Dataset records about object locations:

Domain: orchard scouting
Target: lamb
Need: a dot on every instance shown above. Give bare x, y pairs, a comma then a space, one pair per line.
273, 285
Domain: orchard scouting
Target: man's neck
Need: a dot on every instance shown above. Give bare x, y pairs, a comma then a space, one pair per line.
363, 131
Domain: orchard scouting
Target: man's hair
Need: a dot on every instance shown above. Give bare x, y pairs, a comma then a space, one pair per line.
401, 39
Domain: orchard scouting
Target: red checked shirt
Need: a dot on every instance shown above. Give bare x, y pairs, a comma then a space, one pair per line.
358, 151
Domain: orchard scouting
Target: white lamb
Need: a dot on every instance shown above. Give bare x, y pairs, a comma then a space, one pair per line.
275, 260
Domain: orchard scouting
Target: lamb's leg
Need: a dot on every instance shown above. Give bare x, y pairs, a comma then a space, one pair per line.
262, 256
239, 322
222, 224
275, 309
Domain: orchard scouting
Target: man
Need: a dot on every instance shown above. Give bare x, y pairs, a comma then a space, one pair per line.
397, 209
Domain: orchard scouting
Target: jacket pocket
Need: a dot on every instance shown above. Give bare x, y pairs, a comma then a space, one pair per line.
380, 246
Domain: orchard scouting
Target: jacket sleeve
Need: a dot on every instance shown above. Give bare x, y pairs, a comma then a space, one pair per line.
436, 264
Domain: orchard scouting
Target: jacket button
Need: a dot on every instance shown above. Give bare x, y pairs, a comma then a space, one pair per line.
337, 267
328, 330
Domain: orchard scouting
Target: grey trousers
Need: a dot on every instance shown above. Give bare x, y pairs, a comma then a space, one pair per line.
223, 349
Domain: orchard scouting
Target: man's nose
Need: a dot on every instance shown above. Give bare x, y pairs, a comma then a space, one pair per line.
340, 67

---

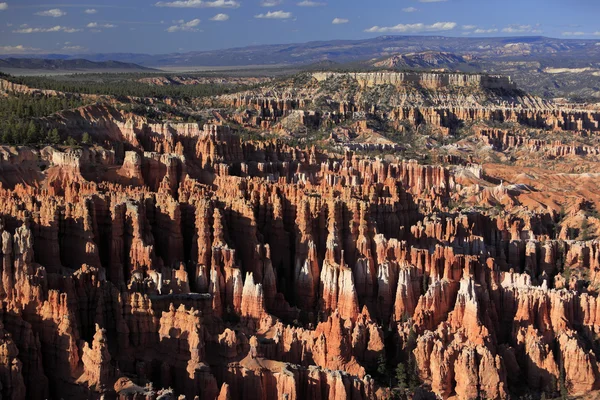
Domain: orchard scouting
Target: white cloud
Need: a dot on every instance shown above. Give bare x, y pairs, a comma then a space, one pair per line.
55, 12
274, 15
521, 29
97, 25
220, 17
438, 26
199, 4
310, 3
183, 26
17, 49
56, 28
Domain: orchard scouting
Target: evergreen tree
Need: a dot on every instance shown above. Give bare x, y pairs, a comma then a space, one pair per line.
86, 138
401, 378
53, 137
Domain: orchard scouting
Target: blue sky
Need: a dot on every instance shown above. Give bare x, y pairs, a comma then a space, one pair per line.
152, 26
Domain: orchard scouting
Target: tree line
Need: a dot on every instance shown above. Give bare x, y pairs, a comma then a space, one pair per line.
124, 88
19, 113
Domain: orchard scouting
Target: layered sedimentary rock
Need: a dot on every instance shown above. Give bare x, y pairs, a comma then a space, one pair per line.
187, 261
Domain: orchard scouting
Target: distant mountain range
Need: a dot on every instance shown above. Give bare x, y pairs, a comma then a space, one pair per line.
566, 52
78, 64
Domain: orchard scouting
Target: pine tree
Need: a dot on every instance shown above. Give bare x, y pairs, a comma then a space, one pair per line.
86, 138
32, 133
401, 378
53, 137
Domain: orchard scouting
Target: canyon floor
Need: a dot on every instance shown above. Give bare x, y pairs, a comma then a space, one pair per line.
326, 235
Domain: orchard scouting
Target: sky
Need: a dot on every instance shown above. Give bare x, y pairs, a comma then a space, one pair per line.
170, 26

=== GIVEN PROBLEM ===
Copy out every line of the data above that contains the string "white", and treat uppercase and lowercase as different.

=== WRITTEN ANSWER ===
Target: white lamb
Target: white cloud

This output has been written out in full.